Required work => Nothing in the data should be altered when it is repeated in full.

[Recorded data — start]

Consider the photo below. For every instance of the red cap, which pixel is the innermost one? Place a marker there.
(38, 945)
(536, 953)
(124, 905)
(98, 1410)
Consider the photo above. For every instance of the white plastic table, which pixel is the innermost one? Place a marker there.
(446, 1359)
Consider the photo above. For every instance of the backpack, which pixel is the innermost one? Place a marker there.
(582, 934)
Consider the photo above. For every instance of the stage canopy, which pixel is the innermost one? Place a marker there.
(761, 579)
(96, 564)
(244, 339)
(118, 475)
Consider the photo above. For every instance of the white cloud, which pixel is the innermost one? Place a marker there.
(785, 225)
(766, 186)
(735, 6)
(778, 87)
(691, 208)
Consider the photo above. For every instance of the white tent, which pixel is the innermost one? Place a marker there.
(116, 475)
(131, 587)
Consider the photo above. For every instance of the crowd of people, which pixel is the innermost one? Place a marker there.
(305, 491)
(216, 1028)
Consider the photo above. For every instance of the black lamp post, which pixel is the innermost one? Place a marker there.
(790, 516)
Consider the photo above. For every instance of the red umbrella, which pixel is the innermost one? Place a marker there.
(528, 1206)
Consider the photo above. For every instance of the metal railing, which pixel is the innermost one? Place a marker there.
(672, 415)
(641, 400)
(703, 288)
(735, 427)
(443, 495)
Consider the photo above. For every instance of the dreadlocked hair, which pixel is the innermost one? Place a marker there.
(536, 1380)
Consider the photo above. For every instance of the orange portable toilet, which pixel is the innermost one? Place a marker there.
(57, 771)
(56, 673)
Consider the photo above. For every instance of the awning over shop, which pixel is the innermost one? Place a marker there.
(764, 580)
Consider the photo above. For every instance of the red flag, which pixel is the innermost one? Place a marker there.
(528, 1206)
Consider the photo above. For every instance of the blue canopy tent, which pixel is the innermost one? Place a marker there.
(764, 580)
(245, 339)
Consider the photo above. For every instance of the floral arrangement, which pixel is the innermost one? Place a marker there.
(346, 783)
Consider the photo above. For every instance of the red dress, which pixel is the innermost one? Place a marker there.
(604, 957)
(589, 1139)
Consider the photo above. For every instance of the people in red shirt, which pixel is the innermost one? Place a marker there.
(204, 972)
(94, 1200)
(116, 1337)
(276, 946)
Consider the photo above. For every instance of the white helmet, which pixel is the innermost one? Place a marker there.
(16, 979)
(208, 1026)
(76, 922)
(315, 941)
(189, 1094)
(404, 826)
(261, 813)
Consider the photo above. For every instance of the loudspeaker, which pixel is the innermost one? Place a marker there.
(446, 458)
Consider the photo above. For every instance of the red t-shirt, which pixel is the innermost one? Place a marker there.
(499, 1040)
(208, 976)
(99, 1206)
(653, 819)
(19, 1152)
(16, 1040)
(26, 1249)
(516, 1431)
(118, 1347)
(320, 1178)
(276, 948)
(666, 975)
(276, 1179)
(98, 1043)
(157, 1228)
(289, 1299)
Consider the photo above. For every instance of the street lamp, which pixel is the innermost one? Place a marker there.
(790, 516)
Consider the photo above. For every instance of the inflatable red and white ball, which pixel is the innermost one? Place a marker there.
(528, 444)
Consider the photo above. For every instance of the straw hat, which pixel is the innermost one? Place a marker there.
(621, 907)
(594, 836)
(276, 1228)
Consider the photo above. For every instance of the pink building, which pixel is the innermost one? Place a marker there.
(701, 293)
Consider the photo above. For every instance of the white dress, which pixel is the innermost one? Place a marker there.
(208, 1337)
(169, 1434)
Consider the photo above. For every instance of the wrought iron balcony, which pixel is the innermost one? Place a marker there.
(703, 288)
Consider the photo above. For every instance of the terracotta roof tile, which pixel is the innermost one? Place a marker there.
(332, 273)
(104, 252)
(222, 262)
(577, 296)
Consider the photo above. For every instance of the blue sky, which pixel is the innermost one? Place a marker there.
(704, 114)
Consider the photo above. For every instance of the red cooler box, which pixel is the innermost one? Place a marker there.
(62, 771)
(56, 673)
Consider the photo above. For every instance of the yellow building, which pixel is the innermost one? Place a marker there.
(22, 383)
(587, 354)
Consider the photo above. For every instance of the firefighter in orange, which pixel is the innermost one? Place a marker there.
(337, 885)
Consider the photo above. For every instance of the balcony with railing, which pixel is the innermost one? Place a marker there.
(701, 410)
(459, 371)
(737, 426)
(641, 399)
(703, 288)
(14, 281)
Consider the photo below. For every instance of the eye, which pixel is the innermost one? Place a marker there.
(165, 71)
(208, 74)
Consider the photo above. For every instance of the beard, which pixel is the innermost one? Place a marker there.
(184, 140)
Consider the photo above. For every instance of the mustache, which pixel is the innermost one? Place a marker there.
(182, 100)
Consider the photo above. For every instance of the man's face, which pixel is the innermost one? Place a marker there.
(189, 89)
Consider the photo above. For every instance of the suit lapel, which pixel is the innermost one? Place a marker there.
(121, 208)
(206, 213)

[Recorded data — finish]

Exercise answer =>
Consider the photo below. For every instance of the red cap, which pixel is the innermost one? Place a marker there.
(38, 945)
(536, 953)
(124, 905)
(98, 1410)
Consider the photo above. For every instance of the white plastic table, which pixel is the innermost one? Place a marker there.
(446, 1359)
Consider the photo above. For every instance of the backpack, which pixel is the innermost one? Place a marker there.
(582, 934)
Consider the photo above. For every instance of the stage canopy, which pixel is the innermost one? Place a marker there.
(761, 579)
(96, 564)
(244, 339)
(118, 475)
Consider the photo above. For every instance of the white cloud, which pixel is the innermost one? Place a marker there.
(785, 225)
(766, 186)
(735, 6)
(778, 87)
(691, 208)
Consider the photo above. For every instance of the white tent, which pixel is the innermost one? Place a marker there.
(116, 475)
(131, 587)
Consider the photo above. For every instance of the crowd of people, which pixel is the innermost one? Place a marker there.
(305, 491)
(216, 1028)
Consider the photo above. For every instance of the black lamp post, which pixel is the innermost one? Place a marker there.
(790, 516)
Consider the photo above. For every instance of the red umbrella, which pixel is the innermost one? Place a marker there.
(528, 1206)
Consider the photo above. For every instance of the metal railing, which pixel is the innermost one? Place a marker there.
(672, 415)
(641, 400)
(703, 288)
(735, 427)
(443, 495)
Consider the photo above. For every instance of the dreadlocked hair, which pixel is the innermost one? Place a marker there.
(536, 1380)
Consider the photo above. For every instance of the orange portable toilet, which pixel is the innermost one? Place a marker there.
(57, 771)
(56, 673)
Consider the photo above. For every instance of the awning over shop, which pixel is the innermost one? Place a marker there.
(764, 580)
Consider the photo above. For every instance of the red flag, which pixel is the innermost one? Place a marker there.
(528, 1206)
Consider the photo above. For every instance of the blue canopy tent, which pixel is the innermost one? Place a marker there.
(764, 580)
(245, 339)
Consider the photo above. For every instance of the floral arrangement, which pixel is the innermost one? Place a marker there.
(346, 783)
Consider the photo above. For every instance of the red dress, which pixel is the innermost one? Place a marker there.
(604, 957)
(589, 1139)
Consider the photo above. For every instance of the people in red shirt, which pixel is the innermost one? Place a marker there.
(204, 972)
(94, 1200)
(116, 1337)
(276, 946)
Consider the photo above. For every instance of the white helmet, which pixel is the innermost one? Place a marker there.
(16, 979)
(208, 1026)
(76, 922)
(315, 941)
(189, 1094)
(404, 826)
(261, 813)
Consider the photo above. For every instance of the loudspeaker, which pixel is the innermost one? Place a marker there.
(446, 458)
Consider the photo above. For every instance of the red t-shirt, which pixel is the innermost one? Place a marker there.
(499, 1040)
(208, 976)
(99, 1206)
(653, 819)
(19, 1152)
(16, 1040)
(26, 1249)
(516, 1431)
(118, 1347)
(320, 1178)
(276, 948)
(666, 975)
(276, 1179)
(98, 1043)
(157, 1228)
(289, 1299)
Consider the photo above. For every instance of the street lamp, which pixel is the innermost one? Place a marker there.
(790, 516)
Consider the photo above. For every instance of the inflatable red and white ball, which pixel is the innermost one? Place a marker there.
(528, 444)
Consider the photo above. For every instance of the straw hat, which pixel is the innermost one? Place a marker there.
(621, 907)
(594, 836)
(276, 1228)
Consider the photo above. For every instance of the pink building, which pixel is the innermost one? Place a marker there.
(701, 293)
Consider the photo above. For every instance of the white dress, which pixel is the innermost one? Place a marker there.
(208, 1337)
(169, 1434)
Consider the photo above. For every instance of the wrought iron balcony, which pixel is the innermost one? Place a marker there.
(703, 288)
Consider the photo above. For every instance of the terracotta roof tile, which pixel is the innermost one? Place a marker there.
(332, 273)
(104, 252)
(222, 262)
(577, 296)
Consider the photo above. For every instance of the blue sky, which pixel is the innermost one? Place a marker there.
(704, 114)
Consider the photo above. For every instance of the red cooler box, which pixel is the innermost one? Place a marker there.
(62, 771)
(56, 673)
Consider the photo above. For every instance of the yellow building, which pixel is the innermost one? Place a marker there.
(22, 383)
(587, 354)
Consider the photo above. For every instance of the firefighter in orange, which pixel is the innermost one? Place a marker there.
(337, 885)
Consider the photo above. For every instance of the balcony with railing, which pixel is the innermost one? Place a marker there.
(701, 410)
(459, 371)
(737, 426)
(641, 399)
(703, 288)
(14, 281)
Consider the photo below. For every instance of the eye, which pixel is the innermost one? Place a marker there.
(165, 71)
(208, 74)
Consider the photo above. For every instance of the beard, which pixel is the innermost one? Place a marker there.
(184, 140)
Consider the photo above. For every instance of the mustache, which pixel is the innermost one? Place a marker there.
(182, 100)
Consider the photo above. For every instance of the man's face, which pixel is the innermost one? Place a marker there.
(189, 89)
Consider the photo above. For every instance of the suit lapel, which pixel is the innermost one? Place a marker there.
(121, 208)
(206, 213)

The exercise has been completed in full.